**EXERCISE INSTRUCTIONS**
In the answer, every entry must appear exactly as given.
----------------------------------------
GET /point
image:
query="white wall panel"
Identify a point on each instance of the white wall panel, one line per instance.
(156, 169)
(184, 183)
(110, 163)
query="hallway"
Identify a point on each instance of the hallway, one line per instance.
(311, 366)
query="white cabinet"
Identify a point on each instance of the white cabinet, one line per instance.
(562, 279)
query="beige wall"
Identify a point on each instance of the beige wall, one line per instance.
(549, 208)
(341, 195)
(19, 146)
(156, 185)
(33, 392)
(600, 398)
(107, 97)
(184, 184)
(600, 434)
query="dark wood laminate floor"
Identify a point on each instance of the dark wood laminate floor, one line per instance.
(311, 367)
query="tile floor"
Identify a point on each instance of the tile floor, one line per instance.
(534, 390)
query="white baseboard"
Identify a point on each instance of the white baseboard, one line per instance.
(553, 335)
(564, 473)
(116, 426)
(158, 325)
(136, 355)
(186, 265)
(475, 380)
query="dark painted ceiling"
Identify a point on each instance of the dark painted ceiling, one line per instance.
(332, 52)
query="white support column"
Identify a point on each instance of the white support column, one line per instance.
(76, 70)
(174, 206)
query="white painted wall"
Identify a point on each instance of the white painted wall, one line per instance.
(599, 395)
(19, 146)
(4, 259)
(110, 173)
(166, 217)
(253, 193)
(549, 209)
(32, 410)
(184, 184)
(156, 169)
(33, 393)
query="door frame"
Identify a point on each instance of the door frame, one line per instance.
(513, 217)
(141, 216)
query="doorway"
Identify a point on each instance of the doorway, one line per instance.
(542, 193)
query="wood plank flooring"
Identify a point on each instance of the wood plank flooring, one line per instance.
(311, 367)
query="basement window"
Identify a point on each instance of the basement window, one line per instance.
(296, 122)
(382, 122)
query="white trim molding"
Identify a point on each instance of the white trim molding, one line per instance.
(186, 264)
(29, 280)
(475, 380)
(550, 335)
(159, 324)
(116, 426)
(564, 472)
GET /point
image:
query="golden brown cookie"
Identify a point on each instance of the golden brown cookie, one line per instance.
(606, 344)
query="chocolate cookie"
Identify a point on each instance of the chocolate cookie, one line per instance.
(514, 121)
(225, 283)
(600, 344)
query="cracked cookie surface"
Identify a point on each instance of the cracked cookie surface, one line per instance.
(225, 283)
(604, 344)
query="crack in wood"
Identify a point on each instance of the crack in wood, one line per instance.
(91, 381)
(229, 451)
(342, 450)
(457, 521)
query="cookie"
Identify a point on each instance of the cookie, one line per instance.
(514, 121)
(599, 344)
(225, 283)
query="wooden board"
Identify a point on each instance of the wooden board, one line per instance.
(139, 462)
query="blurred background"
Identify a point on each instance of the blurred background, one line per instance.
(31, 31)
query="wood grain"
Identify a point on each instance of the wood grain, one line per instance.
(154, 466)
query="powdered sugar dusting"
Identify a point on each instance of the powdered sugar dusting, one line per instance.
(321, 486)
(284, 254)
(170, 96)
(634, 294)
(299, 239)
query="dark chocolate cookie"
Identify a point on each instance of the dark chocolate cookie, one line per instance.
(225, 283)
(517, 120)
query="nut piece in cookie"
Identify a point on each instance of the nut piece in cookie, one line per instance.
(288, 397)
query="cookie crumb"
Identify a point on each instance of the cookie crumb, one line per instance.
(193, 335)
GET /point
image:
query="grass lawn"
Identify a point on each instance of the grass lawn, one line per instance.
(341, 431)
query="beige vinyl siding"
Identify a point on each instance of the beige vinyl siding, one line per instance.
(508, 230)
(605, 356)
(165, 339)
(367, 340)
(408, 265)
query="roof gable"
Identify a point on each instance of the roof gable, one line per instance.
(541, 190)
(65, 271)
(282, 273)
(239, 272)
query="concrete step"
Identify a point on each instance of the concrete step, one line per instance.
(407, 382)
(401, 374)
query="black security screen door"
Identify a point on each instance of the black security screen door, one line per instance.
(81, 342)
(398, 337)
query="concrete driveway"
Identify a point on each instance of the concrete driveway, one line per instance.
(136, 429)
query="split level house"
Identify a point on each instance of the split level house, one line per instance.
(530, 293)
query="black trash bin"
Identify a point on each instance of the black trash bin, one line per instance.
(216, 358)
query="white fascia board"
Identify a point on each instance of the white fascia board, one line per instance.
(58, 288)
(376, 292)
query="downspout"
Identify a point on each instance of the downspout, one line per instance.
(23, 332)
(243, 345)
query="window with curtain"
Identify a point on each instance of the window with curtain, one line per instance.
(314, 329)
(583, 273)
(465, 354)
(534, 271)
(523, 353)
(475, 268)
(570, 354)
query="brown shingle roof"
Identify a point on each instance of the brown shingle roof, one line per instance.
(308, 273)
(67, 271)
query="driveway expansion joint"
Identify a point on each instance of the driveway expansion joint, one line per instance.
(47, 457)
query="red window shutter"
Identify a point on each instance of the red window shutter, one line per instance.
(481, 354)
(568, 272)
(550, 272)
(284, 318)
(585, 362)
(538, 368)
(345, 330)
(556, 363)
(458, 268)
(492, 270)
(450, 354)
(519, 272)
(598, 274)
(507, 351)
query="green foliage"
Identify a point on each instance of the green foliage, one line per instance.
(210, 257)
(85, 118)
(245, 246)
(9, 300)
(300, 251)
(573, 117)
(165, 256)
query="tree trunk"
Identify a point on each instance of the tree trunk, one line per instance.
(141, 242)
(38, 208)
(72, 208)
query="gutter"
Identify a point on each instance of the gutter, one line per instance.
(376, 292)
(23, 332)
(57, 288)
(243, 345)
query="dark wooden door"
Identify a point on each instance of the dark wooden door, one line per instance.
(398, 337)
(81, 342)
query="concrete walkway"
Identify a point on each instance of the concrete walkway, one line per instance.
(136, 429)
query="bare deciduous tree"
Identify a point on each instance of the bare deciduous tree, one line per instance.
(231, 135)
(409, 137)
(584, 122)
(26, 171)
----------------------------------------
**COMPLETED EXERCISE**
GET /point
image:
query="white wall panel"
Identify a point on each instance of the white wall panel, one line per instance.
(156, 169)
(184, 183)
(110, 163)
query="hallway"
Identify a point on each instance of the hallway, one line per instance.
(311, 366)
query="white cabinet"
Identify a point on each instance of the white cabinet, one line per instance.
(562, 279)
query="beige wall"
Identify a point on each instance of the beige wall, one line per instance.
(549, 208)
(341, 195)
(19, 146)
(156, 185)
(33, 392)
(600, 398)
(107, 97)
(184, 184)
(600, 434)
query="dark wood laminate floor"
Identify a point on each instance of the dark wood laminate floor, one line per instance.
(311, 367)
query="tile floor"
Identify a point on each instance of the tile floor, one line per instance.
(534, 390)
query="white baseboard"
Identify a point on each instance of the white baseboard, one line per instance.
(553, 335)
(564, 473)
(116, 426)
(158, 325)
(136, 355)
(186, 265)
(475, 380)
query="dark painted ceiling"
Identify a point on each instance of the dark painted ceiling, one line per instance.
(332, 52)
query="white support column"
Identify a point on each instance of the white support column, one line per instance.
(76, 70)
(174, 206)
query="white painted wall"
Identify a point on each instance of the white painted wall, one line per instance.
(599, 395)
(19, 146)
(4, 259)
(110, 173)
(166, 217)
(253, 193)
(549, 209)
(32, 410)
(184, 184)
(156, 169)
(33, 393)
query="door frame"
Identify a point on each instance of the door frame, one line per instance.
(513, 217)
(141, 216)
query="doorway"
Identify a point on each instance of the doorway, one line per instance.
(542, 193)
query="wood plank flooring"
Identify a point on each instance of the wood plank flooring, one line per instance.
(311, 367)
query="basement window"
Identify a point on each instance of the basement window, one line per instance.
(296, 122)
(382, 122)
query="white trim molding"
Identify a point on each instance of the white trim molding, one line per instance.
(186, 264)
(29, 280)
(475, 380)
(550, 335)
(159, 324)
(116, 426)
(564, 472)
GET /point
image:
query="golden brown cookie"
Identify a point on each instance of the golden brown cookie, one line per instance.
(606, 344)
query="chocolate cookie"
Identify a point on each instance of the chocolate cookie, one line per instance.
(514, 121)
(225, 283)
(600, 344)
query="cracked cookie surface"
Identify a point on each instance of the cracked cookie surface, one line per instance.
(225, 283)
(604, 344)
query="crack in wood"
Identify a point on each instance of the crack in wood, one line per instance.
(91, 381)
(229, 451)
(342, 450)
(457, 521)
query="cookie"
Identify a point on each instance of the cookie, one line per instance.
(514, 121)
(599, 344)
(225, 283)
query="wooden board"
Identify a point on each instance of the wooden board, one line per instance.
(139, 462)
query="blurred background"
Identify a point on each instance of the blurred background, one line per instance.
(31, 31)
query="wood grain"
Identify a point on each instance of the wood grain, one line per instance.
(154, 466)
query="powdered sugar dusting"
Identify a point on each instance of the powdered sugar dusting, one line per instance.
(321, 486)
(284, 254)
(170, 96)
(634, 294)
(299, 239)
query="dark chocolate cookie"
Identify a point on each instance of the dark chocolate cookie, one line per instance.
(225, 283)
(517, 120)
query="nut piece in cookie"
Identify a point on each instance of the nut piece in cookie, one line per instance.
(288, 397)
query="cookie crumb"
Identify a point on each instance of the cookie crumb, one line per instance.
(193, 335)
GET /point
image:
query="grass lawn"
Identify a point on each instance of the grass lawn, one line per instance.
(341, 431)
query="beige vinyl siding"
Identify a point on each instance of the beige vinyl siding, one line per instance.
(508, 230)
(605, 356)
(165, 339)
(367, 340)
(408, 265)
query="roof gable"
Identify a point on each instance of the roof gable, one line per instance.
(541, 190)
(65, 271)
(282, 273)
(239, 272)
query="concrete step"
Identify a point on each instance of the concrete step, one line per instance.
(407, 382)
(401, 374)
query="black security screen door"
Identify a point on each instance of the black security screen door, one line per instance.
(81, 342)
(398, 337)
query="concrete driveway"
Identify a point on each instance of the concrete driveway, one line per instance.
(136, 429)
query="split level house"
Identify a point on each instance of the split level house, one line per instance.
(530, 293)
query="black trash bin"
Identify a point on each instance of the black trash bin, one line per instance.
(216, 358)
query="white fascia board"
Identify a point on each instance of the white fascia board, one line per instance.
(58, 288)
(376, 292)
query="downspout"
Identify a point on each instance of the downspout, one line per instance.
(23, 332)
(243, 345)
query="window with curtain"
Identify a point on each instance of the window with curtain, one line per instance.
(314, 329)
(583, 273)
(465, 354)
(534, 271)
(523, 353)
(475, 268)
(570, 354)
query="brown shingle roof"
Identify a point on each instance of the brown shingle roof, one line per instance.
(308, 273)
(67, 271)
query="driveway expansion joint"
Identify a point on each instance of the driveway expansion joint, one line per instance.
(47, 457)
query="red window shutter"
Identify a point on each instance of the red window shutter, one line per instance.
(481, 354)
(568, 272)
(550, 272)
(284, 318)
(585, 362)
(538, 368)
(345, 330)
(556, 363)
(458, 268)
(492, 270)
(450, 354)
(519, 272)
(598, 274)
(507, 351)
query="green foliage"
Identify a point on each instance of the green foliage, one line per instance.
(210, 257)
(85, 118)
(245, 246)
(9, 300)
(300, 251)
(573, 117)
(165, 256)
query="tree trunk"
Identify a point on each instance of the tree trunk, one line per instance.
(141, 242)
(38, 208)
(72, 208)
query="gutter"
Identify a point on each instance of the gutter, one line per instance.
(376, 292)
(23, 332)
(57, 288)
(243, 345)
query="dark wooden door"
Identify a point on each instance of the dark wooden door, one line per instance.
(398, 337)
(81, 342)
query="concrete walkway"
Identify a point on each instance of the concrete walkway, one line per instance.
(136, 429)
query="bare deciduous tree"
Identify a point on each instance of the bare deciduous tree, one line per instance.
(231, 135)
(409, 137)
(584, 122)
(26, 171)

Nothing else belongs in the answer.